Allergy Amulet Research Gets Ultimate Seal of Approval: Peer Review
No scientist, no matter how clever or creative, is infallible. There will always be some experiment you didn’t think of or variable you didn’t account for. That’s why one of the most important aspects of science is peer review: the process that lets other scientists in your field—impartially and independently—examine your research.
We at Allergy Amulet are very aware of the importance of peer review, which is why we subjected our data to the rigorous process of peer review earlier this year. Today, we are pleased to announce our article was accepted and published in Food Chemistry, one of the nation’s leading journals in food analysis and detection.
The article, titled “An Electrochemical Molecularly Imprinted Polymer Sensor for Rapid and Selective Food Allergen Detection,” covers a portion of our work detecting allergenic ingredients in foods. Although this paper focuses on soy, our detection method can be applied to other food allergens, toxins, and contaminants.

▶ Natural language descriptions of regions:
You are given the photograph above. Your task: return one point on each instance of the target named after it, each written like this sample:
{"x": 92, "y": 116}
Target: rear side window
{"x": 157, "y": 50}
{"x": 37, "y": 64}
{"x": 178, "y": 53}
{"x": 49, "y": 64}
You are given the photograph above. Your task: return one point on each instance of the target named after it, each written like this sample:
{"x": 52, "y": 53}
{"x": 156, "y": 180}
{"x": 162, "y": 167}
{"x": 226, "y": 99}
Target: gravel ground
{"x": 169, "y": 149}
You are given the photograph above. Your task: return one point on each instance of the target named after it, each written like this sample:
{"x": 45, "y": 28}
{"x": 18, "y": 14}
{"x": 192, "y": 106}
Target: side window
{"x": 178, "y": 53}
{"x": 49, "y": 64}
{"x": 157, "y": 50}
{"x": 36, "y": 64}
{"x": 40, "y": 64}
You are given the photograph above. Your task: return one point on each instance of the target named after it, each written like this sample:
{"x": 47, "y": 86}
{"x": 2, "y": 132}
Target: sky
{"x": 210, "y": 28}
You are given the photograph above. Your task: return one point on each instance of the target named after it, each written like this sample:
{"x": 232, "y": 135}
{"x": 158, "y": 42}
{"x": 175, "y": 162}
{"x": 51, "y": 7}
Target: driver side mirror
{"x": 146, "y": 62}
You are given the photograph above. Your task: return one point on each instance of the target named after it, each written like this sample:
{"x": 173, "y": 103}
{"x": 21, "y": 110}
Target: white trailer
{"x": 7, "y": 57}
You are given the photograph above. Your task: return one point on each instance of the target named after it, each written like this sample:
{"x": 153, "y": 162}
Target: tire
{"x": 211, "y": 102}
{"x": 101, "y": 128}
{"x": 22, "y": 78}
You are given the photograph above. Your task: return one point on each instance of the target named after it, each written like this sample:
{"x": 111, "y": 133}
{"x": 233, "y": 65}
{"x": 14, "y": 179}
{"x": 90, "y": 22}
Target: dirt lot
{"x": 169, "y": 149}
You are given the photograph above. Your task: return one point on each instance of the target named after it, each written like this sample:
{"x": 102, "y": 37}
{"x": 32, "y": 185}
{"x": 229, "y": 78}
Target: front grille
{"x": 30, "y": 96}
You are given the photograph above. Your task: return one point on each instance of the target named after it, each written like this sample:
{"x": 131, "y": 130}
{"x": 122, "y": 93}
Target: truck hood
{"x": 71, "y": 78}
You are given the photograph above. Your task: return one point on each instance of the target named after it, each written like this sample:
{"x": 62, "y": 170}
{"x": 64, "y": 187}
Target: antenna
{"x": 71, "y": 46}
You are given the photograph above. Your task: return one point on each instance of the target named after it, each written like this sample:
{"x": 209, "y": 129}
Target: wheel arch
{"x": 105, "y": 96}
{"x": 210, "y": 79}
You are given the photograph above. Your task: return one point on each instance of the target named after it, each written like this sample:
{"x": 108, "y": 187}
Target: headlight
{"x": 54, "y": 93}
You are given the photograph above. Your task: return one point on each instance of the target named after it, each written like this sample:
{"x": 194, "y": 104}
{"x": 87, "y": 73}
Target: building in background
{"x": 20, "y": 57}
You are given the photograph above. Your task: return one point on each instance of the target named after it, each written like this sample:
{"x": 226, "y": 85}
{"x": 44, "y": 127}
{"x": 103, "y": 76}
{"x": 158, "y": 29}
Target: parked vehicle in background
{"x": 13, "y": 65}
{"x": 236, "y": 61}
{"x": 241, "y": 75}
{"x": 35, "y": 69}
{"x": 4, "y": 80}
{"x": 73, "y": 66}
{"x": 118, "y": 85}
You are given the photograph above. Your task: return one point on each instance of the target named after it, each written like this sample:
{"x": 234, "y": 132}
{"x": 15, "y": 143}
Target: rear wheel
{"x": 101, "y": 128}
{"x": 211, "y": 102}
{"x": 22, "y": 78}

--

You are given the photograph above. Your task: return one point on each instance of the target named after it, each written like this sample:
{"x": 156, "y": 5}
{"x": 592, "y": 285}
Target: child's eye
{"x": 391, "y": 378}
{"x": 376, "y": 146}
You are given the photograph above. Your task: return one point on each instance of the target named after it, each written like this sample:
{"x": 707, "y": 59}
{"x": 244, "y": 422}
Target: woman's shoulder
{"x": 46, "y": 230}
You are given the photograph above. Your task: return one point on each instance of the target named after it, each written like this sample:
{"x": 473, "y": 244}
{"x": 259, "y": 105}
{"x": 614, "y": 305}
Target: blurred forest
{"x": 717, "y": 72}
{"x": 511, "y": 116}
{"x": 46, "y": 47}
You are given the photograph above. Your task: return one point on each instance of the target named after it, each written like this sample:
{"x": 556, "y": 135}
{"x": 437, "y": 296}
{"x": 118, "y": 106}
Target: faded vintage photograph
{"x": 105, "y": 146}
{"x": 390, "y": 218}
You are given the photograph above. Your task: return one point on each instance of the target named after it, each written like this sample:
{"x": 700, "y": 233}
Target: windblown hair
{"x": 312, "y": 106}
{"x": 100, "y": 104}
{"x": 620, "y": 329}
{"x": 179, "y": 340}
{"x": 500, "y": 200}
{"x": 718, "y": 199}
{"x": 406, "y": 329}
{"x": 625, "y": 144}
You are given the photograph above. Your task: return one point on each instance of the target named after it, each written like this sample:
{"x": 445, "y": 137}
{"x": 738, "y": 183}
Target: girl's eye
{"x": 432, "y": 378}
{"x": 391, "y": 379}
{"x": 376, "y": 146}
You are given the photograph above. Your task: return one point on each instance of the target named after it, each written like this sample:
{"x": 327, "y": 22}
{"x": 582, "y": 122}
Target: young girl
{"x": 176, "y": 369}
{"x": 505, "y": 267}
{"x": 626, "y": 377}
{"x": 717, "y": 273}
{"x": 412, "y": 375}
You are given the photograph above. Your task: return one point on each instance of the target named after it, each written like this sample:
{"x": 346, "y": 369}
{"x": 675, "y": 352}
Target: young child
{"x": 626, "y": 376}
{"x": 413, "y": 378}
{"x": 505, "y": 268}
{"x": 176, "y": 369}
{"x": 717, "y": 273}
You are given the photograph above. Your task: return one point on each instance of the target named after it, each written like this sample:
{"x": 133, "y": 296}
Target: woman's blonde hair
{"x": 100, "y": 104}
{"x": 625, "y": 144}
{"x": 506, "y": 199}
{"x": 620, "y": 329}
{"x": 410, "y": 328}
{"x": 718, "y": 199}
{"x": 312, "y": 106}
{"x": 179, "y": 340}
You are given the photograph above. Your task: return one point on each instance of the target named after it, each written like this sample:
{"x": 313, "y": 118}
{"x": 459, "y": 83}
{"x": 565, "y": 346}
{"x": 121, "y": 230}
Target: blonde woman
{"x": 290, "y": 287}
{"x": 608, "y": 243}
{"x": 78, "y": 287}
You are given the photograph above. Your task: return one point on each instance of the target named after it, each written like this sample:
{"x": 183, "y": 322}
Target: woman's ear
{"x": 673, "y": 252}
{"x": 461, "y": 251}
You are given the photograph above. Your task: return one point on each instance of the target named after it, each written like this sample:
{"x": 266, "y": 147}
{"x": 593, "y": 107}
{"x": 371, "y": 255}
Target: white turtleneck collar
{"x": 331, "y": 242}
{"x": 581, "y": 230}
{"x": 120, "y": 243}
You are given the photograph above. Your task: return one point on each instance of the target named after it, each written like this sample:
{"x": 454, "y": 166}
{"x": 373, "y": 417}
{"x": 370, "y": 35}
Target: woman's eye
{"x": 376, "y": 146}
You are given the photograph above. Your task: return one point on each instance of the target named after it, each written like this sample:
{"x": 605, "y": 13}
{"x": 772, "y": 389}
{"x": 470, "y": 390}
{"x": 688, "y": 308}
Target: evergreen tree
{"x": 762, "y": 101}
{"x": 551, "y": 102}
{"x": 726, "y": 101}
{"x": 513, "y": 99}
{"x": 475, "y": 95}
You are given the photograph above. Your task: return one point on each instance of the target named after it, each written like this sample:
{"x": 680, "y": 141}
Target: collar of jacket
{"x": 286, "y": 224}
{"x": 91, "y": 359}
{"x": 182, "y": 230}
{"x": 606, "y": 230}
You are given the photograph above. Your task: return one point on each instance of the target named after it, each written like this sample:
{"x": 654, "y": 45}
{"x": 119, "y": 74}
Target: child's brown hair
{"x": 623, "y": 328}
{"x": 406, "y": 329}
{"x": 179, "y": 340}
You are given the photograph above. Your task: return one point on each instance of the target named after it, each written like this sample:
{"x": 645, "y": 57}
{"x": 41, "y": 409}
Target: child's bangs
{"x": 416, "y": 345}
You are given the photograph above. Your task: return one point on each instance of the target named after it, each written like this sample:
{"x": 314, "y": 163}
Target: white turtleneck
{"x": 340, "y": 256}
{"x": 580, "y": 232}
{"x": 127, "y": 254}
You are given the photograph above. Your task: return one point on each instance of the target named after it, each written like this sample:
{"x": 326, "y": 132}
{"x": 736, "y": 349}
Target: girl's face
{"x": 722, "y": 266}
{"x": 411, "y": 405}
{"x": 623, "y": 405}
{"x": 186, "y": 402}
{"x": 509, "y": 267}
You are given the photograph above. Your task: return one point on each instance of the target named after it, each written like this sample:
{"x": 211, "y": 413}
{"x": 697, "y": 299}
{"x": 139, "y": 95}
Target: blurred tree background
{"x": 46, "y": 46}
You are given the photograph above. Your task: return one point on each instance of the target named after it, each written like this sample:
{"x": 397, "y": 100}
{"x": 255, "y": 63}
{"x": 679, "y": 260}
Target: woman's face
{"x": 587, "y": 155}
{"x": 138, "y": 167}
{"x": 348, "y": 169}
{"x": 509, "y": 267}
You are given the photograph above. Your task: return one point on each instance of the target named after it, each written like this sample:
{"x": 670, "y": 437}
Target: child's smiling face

▶ What you should do:
Copy the part of the Allergy Amulet peer review announcement word for word, starting with "Allergy Amulet Research" and going on through "analysis and detection.".

▶ Solved exercise:
Allergy Amulet Research Gets Ultimate Seal of Approval: Peer Review
No scientist, no matter how clever or creative, is infallible. There will always be some experiment you didn’t think of or variable you didn’t account for. That’s why one of the most important aspects of science is peer review: the process that lets other scientists in your field—impartially and independently—examine your research.
We at Allergy Amulet are very aware of the importance of peer review, which is why we subjected our data to the rigorous process of peer review earlier this year. Today, we are pleased to announce our article was accepted and published in Food Chemistry, one of the nation’s leading journals in food analysis and detection.